- [TEXT PASSAGE]
The Binpac Parsing Functions
This is where understanding how binpac interfaces with Zeek’s C++ code can seem extremely vague. Binpac will allow you to run functions on each of the parsed record types, if they are detected. What this means is that binpac will parse data, and in our case it will check 500 bytes to see if the structures we defined could fit in there. In most cases, as long as the image is bigger than 500 bytes, this will be true. So when binpac determines a “JPEG_Header” has been detected, it will automatically pass it to a processing function if that processing function has been defined for that record type. You do not need to tell Zeek to do this. We are going to create a processing function in “jpeg-analyzer.pac” for the record type “JPEG_Header” called “proc_jpeg_header”. Make your “jpeg-analyzer.pac” file be the following content:
%extern{
#include “Event.h”
#include “file_analysis/File.h”

- [DATA LINES]

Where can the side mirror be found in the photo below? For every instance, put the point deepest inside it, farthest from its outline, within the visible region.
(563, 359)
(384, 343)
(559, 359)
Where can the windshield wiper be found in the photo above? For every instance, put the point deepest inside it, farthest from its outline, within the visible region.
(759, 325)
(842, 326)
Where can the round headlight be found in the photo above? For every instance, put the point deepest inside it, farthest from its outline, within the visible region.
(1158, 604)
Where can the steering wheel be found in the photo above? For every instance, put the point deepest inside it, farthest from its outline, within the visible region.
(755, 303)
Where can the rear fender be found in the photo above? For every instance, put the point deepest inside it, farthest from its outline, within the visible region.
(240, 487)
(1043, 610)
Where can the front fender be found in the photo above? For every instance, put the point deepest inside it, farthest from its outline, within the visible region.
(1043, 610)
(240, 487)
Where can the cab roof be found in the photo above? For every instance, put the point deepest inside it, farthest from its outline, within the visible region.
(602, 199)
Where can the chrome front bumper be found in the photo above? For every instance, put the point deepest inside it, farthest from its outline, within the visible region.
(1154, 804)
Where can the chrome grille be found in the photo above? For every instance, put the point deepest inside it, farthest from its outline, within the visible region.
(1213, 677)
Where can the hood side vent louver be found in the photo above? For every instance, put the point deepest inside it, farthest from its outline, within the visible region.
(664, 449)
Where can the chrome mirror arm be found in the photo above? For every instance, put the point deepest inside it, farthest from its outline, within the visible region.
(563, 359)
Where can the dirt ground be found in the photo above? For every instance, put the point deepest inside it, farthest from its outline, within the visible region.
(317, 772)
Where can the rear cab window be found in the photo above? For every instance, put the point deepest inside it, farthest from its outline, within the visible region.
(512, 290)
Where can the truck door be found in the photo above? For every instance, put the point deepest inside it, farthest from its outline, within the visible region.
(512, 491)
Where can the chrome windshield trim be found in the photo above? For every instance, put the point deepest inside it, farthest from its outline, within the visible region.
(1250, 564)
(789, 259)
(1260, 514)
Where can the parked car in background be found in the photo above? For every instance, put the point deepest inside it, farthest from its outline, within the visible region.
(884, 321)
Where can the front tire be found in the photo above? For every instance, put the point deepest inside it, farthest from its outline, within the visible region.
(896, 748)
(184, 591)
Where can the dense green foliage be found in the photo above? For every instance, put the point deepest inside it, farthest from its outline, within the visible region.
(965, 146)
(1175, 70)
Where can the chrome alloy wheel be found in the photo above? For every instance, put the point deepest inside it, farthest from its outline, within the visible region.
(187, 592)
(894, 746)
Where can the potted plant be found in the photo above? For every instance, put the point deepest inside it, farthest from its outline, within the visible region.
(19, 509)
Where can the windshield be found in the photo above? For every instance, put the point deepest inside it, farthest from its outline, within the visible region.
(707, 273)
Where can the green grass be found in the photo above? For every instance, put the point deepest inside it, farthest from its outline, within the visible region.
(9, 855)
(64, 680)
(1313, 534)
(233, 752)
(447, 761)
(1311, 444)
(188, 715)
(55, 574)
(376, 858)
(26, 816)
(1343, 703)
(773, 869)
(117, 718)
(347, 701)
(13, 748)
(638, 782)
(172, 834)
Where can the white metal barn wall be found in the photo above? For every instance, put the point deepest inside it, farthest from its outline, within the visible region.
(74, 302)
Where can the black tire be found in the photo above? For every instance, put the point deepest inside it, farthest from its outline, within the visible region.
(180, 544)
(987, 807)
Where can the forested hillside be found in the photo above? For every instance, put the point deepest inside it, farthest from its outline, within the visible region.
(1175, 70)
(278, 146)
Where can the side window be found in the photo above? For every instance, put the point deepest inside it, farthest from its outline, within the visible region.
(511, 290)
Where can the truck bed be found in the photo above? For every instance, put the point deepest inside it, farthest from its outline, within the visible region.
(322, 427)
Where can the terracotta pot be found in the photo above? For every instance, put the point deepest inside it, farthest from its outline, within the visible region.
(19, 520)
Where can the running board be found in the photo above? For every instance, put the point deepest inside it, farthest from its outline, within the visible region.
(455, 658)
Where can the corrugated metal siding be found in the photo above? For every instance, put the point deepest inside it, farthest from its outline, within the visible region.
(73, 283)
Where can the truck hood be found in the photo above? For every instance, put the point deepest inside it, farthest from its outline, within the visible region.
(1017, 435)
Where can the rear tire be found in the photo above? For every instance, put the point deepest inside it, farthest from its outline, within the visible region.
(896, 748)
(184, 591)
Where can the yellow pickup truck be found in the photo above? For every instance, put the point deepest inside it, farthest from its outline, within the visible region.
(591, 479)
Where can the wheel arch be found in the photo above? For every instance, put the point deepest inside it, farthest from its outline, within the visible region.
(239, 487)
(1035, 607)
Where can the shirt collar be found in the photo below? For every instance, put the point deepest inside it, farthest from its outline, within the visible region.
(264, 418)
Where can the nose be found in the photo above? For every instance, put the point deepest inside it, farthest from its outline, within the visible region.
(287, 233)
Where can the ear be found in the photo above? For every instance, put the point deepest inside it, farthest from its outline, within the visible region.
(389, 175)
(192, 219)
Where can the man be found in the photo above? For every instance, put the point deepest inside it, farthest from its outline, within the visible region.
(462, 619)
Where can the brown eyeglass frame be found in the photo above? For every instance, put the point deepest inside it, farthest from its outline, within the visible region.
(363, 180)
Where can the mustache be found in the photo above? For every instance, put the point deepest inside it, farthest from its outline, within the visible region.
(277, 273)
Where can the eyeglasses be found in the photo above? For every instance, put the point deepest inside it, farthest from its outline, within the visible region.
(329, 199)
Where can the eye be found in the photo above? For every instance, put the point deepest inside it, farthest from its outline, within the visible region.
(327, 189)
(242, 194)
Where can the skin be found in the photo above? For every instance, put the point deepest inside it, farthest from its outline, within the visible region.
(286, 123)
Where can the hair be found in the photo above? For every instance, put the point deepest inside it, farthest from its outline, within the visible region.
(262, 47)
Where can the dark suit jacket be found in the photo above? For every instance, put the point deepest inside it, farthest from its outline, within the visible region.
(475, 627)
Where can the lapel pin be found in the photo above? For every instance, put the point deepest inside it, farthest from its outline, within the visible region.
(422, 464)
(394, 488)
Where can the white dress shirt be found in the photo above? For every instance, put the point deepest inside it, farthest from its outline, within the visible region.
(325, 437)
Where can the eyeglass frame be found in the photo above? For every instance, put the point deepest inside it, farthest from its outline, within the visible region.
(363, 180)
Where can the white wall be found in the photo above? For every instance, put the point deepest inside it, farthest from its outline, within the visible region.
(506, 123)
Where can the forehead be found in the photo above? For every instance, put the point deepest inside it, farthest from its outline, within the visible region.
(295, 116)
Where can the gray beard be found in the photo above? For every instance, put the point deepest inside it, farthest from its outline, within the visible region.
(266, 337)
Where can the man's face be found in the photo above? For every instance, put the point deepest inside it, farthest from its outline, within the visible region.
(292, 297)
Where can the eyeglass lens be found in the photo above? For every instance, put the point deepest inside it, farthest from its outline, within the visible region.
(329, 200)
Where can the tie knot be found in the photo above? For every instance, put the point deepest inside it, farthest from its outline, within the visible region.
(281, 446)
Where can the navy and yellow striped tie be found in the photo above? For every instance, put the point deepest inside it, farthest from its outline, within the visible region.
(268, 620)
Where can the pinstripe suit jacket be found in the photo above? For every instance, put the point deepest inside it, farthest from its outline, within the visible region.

- [EXERCISE] Can you pull out the whole binpac parsing passage above word for word?

- [WORKED ANSWER]
The Binpac Parsing Functions
This is where understanding how binpac interfaces with Zeek’s C++ code can seem extremely vague. Binpac will allow you to run functions on each of the parsed record types, if they are detected. What this means is that binpac will parse data, and in our case it will check 500 bytes to see if the structures we defined could fit in there. In most cases, as long as the image is bigger than 500 bytes, this will be true. So when binpac determines a “JPEG_Header” has been detected, it will automatically pass it to a processing function if that processing function has been defined for that record type. You do not need to tell Zeek to do this. We are going to create a processing function in “jpeg-analyzer.pac” for the record type “JPEG_Header” called “proc_jpeg_header”. Make your “jpeg-analyzer.pac” file be the following content:
%extern{
#include “Event.h”
#include “file_analysis/File.h”